**Given problem:** Locate the line that contains "Put a dot on each instance of the white shirt". Print it and every subsequent line through the final line of the records, exactly and only those.
------------------------------------------------------------
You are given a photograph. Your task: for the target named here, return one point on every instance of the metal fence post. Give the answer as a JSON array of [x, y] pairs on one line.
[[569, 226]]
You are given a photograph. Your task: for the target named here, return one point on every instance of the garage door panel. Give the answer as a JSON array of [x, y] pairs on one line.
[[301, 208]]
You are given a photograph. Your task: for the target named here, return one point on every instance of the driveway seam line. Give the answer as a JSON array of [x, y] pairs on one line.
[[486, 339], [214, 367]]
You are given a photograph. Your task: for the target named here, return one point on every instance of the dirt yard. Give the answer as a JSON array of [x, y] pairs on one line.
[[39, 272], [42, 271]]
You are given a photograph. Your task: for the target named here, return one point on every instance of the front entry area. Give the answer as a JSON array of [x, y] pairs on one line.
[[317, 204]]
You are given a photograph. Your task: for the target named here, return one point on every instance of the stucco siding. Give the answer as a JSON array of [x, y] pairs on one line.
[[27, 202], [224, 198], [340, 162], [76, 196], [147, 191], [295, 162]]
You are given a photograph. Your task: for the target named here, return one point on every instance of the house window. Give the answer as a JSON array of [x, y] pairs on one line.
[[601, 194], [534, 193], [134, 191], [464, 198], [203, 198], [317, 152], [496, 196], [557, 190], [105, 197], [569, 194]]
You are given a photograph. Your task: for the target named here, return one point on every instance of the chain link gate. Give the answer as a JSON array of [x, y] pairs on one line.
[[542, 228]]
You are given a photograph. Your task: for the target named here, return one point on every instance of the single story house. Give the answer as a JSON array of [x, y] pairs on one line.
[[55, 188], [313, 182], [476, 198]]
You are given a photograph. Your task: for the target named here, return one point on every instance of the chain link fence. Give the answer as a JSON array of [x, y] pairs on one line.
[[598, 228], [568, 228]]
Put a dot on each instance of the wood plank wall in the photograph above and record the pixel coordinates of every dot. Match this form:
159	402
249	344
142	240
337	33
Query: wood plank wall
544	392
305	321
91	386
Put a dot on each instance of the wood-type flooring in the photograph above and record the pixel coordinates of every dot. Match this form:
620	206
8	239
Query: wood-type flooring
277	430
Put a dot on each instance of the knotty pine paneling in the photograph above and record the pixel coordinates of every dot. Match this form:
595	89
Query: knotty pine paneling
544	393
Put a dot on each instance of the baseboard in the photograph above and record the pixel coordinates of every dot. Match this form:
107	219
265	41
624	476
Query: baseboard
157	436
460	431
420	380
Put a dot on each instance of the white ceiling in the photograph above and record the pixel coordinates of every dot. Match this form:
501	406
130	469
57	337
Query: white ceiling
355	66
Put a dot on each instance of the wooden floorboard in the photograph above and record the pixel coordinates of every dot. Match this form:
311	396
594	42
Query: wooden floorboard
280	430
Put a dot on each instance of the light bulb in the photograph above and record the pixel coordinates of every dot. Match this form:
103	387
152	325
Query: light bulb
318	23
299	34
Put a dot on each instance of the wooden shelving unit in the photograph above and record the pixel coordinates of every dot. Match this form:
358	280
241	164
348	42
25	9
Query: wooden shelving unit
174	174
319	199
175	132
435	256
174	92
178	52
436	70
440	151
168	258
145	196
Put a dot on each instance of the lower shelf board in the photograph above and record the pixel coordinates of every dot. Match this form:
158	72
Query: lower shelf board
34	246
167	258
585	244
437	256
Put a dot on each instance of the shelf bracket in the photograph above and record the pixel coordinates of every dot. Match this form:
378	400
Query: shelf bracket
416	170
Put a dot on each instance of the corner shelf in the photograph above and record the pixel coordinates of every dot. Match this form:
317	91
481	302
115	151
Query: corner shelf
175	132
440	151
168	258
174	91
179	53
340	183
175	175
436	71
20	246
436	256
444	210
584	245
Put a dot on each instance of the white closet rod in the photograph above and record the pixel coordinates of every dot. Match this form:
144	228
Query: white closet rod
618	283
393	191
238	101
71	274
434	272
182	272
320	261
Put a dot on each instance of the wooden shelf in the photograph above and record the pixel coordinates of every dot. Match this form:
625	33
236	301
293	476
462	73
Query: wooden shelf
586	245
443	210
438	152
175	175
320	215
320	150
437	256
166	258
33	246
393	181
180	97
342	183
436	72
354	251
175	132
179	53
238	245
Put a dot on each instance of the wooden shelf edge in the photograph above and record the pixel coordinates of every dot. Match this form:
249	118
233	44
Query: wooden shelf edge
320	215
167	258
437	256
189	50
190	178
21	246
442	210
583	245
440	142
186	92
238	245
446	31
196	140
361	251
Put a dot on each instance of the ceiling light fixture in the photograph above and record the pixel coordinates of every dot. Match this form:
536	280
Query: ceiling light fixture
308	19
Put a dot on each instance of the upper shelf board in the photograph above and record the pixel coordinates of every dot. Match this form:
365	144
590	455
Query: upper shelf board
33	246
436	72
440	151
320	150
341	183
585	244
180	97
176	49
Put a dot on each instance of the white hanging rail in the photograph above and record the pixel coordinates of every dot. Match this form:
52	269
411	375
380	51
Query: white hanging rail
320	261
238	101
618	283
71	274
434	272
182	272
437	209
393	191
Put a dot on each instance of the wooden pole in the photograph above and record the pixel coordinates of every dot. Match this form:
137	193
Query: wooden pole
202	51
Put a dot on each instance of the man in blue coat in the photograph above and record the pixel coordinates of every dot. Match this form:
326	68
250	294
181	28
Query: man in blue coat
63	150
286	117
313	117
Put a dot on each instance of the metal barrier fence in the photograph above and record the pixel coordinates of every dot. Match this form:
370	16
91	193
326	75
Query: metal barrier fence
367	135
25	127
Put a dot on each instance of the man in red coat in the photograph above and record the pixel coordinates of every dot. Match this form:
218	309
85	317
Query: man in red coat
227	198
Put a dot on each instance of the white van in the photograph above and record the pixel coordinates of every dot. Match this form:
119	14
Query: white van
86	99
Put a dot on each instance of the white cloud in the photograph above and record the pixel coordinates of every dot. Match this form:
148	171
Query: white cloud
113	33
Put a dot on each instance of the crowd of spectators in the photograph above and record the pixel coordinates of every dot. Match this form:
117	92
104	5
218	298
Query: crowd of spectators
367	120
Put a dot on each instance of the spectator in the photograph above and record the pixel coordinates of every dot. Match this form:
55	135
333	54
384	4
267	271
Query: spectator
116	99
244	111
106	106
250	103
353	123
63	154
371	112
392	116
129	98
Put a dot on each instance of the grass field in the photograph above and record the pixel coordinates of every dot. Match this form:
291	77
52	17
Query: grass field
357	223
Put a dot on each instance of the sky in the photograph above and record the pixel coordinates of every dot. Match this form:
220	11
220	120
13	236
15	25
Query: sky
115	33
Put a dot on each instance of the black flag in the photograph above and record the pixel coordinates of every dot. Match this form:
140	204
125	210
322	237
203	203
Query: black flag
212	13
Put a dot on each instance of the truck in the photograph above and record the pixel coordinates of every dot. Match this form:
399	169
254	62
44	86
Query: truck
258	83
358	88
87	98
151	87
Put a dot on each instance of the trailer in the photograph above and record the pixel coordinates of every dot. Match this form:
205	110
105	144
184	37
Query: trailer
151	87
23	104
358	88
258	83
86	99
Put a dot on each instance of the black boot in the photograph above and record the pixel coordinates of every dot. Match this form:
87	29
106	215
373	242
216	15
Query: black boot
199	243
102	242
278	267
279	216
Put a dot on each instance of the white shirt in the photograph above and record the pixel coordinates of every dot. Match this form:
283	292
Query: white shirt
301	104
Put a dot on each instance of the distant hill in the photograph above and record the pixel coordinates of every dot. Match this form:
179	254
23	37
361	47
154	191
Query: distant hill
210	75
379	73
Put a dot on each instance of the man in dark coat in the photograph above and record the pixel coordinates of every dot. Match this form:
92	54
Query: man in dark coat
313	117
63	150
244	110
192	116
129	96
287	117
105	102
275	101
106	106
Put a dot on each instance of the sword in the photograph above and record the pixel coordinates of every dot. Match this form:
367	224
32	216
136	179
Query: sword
------------------------------------------------------------
**Correct result:**
Put a dot on each instance of the white shirt in the photograph above and record the pixel coordinates of every dot. Match this form:
283	292
Query: white shirt
301	104
Put a dot on each instance of the distant hill in the photograph above and record the pixel coordinates of every dot. Match this form:
179	254
23	37
361	47
154	191
Query: distant hill
210	75
379	73
Put a dot on each instance of the man in dark coat in the photograph above and record the pixel coordinates of every dot. Match this form:
92	54
Query: man in dark coat
313	117
63	150
244	110
192	116
129	96
287	117
105	102
275	101
106	106
Put a dot on each instance of the sword in the photograph above and record the pixel coordinates of every dot. Match this form:
367	224
32	216
136	179
Query: sword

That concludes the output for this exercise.